(Natural-language object grounding data)
»»

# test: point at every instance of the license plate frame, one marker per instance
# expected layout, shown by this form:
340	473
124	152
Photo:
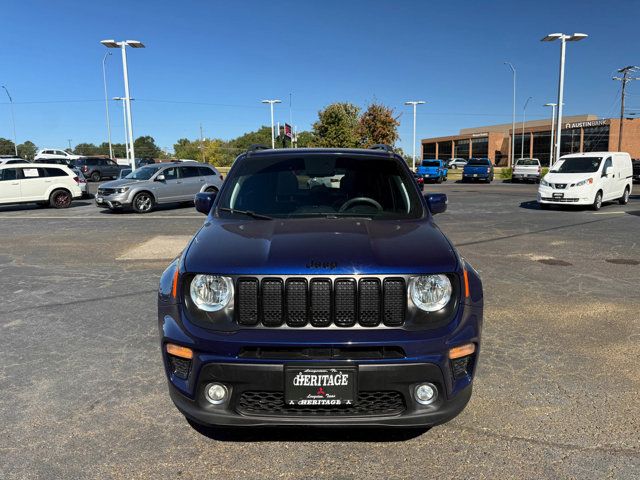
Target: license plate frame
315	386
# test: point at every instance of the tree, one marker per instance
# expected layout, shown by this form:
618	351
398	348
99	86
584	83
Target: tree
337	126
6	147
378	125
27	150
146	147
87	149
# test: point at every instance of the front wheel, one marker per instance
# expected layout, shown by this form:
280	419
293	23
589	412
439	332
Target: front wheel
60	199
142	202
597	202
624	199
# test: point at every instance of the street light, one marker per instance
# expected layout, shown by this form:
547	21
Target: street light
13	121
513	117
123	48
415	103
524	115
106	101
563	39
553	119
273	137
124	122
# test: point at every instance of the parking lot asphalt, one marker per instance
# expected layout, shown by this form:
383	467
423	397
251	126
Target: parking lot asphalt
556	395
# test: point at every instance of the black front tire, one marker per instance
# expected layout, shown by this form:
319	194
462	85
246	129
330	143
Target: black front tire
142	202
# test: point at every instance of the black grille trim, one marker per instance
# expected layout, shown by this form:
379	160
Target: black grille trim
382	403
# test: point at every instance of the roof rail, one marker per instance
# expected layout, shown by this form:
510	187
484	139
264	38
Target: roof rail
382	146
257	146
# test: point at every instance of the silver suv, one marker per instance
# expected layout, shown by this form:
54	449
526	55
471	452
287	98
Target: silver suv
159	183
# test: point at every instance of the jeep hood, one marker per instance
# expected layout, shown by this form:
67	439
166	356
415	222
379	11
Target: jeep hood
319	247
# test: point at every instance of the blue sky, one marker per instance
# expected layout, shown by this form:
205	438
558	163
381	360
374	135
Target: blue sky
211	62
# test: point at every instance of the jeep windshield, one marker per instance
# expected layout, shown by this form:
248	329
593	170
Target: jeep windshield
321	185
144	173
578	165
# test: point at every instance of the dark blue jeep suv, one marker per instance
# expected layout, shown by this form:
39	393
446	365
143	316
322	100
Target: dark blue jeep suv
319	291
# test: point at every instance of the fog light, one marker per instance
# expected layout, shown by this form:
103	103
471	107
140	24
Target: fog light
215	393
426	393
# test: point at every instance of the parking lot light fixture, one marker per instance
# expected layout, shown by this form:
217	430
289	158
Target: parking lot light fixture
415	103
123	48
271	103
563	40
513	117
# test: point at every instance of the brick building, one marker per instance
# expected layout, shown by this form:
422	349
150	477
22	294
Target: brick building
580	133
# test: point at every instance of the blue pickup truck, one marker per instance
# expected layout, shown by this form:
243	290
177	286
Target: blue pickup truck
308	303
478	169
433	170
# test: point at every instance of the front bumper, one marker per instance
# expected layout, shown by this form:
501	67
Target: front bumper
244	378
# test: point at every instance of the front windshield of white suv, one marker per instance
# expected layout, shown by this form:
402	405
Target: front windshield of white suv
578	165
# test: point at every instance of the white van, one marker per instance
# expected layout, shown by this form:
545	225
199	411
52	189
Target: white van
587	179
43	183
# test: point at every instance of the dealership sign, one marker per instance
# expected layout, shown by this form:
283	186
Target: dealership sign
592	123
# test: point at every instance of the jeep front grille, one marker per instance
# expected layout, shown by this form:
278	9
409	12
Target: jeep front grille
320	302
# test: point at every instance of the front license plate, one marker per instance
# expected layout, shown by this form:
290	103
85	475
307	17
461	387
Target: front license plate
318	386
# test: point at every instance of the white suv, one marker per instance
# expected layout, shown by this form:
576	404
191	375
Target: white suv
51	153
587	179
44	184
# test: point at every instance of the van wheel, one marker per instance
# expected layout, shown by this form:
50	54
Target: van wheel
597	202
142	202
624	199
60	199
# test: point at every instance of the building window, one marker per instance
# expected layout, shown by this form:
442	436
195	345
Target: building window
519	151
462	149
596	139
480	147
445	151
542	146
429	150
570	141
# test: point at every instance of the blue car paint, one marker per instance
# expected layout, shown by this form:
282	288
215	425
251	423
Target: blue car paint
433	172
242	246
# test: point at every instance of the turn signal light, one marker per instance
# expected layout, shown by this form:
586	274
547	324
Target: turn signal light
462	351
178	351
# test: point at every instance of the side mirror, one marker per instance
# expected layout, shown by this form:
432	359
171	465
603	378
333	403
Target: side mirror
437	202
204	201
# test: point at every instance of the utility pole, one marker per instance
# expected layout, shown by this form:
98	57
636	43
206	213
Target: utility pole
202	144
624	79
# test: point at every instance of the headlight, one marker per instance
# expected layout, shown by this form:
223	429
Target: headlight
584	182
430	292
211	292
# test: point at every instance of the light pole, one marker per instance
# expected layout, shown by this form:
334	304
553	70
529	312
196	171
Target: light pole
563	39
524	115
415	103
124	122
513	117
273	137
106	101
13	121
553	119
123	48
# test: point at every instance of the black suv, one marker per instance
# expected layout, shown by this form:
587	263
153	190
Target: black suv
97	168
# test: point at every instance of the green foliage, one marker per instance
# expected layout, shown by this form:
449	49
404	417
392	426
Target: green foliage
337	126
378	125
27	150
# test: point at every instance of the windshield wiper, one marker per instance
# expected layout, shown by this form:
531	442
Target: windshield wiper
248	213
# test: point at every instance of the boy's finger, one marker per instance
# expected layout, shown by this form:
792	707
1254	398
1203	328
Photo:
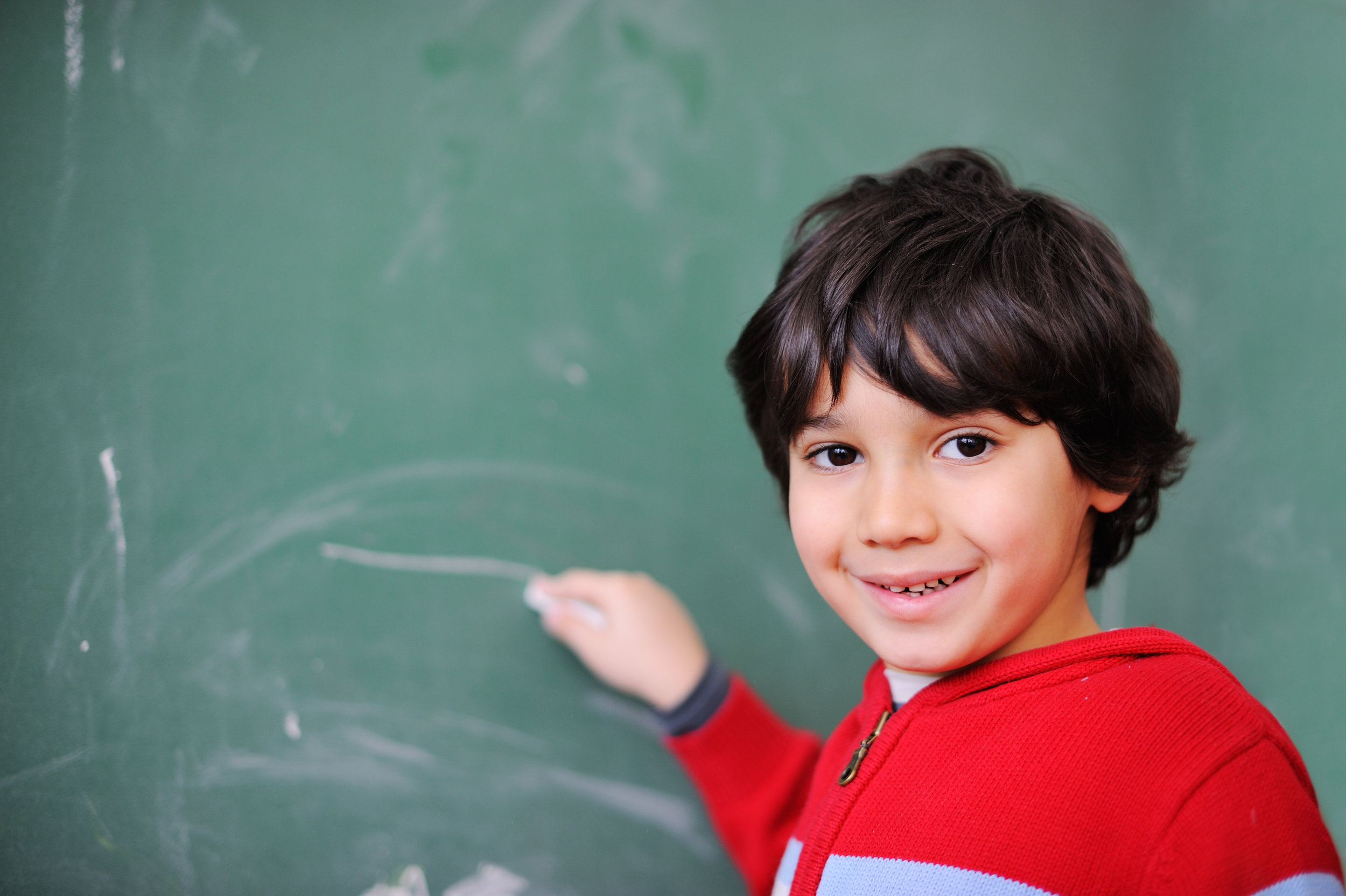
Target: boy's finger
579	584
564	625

««
»»

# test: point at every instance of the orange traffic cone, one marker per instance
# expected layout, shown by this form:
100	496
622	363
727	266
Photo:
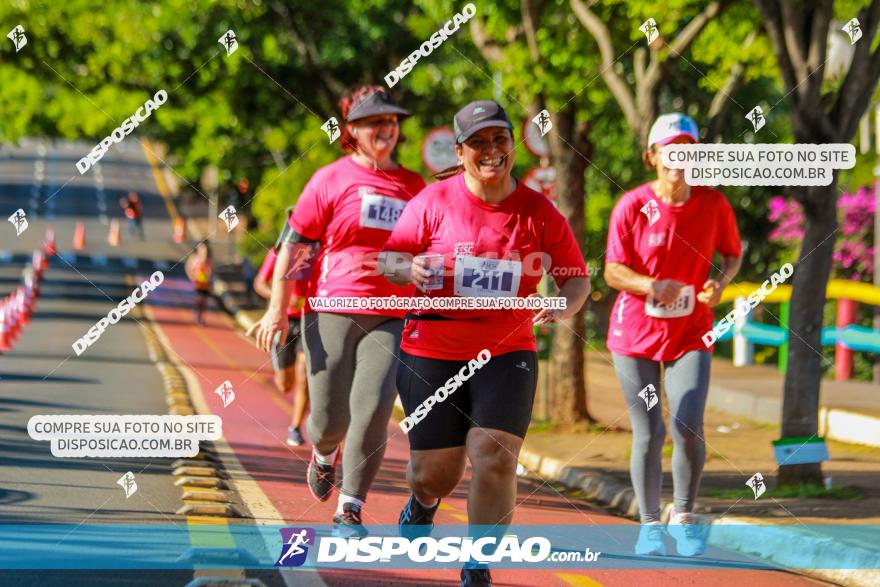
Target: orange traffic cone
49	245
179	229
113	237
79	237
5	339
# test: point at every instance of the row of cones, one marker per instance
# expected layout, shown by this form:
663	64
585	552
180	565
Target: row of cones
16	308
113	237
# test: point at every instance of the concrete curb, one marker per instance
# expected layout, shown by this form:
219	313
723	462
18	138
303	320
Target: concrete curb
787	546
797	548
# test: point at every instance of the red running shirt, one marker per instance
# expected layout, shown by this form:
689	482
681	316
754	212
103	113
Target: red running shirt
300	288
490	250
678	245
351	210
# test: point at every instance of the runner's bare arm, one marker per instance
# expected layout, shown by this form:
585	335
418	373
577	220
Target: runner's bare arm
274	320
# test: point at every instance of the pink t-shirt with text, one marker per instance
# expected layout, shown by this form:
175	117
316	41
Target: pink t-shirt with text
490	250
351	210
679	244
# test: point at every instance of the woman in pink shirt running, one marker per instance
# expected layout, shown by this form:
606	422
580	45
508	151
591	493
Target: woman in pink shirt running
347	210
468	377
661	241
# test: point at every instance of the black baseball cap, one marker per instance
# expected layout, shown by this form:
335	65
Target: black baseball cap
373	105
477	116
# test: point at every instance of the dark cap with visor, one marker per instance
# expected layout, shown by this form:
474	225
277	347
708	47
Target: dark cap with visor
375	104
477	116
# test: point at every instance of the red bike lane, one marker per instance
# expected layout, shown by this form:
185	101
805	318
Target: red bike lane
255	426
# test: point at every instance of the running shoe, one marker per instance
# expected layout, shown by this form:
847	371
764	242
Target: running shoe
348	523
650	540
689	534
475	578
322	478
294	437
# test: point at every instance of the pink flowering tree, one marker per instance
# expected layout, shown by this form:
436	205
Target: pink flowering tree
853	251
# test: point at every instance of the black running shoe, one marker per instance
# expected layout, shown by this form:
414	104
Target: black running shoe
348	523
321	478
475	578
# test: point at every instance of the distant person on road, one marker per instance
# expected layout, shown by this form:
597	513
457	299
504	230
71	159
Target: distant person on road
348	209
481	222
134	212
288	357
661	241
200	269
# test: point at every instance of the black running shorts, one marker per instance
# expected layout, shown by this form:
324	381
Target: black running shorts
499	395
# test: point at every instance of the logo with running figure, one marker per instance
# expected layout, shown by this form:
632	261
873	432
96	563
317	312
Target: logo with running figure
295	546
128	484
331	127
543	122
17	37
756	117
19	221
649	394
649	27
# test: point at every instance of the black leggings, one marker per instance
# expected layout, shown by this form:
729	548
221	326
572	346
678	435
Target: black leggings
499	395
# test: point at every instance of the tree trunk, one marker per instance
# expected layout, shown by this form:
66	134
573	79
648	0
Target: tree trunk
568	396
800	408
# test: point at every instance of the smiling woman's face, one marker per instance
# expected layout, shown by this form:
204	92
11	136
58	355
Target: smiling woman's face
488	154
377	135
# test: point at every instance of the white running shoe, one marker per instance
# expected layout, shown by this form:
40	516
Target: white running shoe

««

## PROBLEM TO SOLVE
In your answer, include only the lines above starting at the line that holds "Target: headlight" and ending at the line that holds "# test: point at every instance of the black suv, one", copied exactly.

## RESPONSE AREA
Target: headlight
584	182
430	292
211	292
# test: point at every instance of the light pole, one marker per instance
# expected layout, shown by this form:
334	304
553	70
529	312
196	171
Target: light pole
563	39
524	115
415	103
124	122
513	117
273	137
106	101
13	121
553	119
123	48
# test: point at every instance of the black suv, one marker per instance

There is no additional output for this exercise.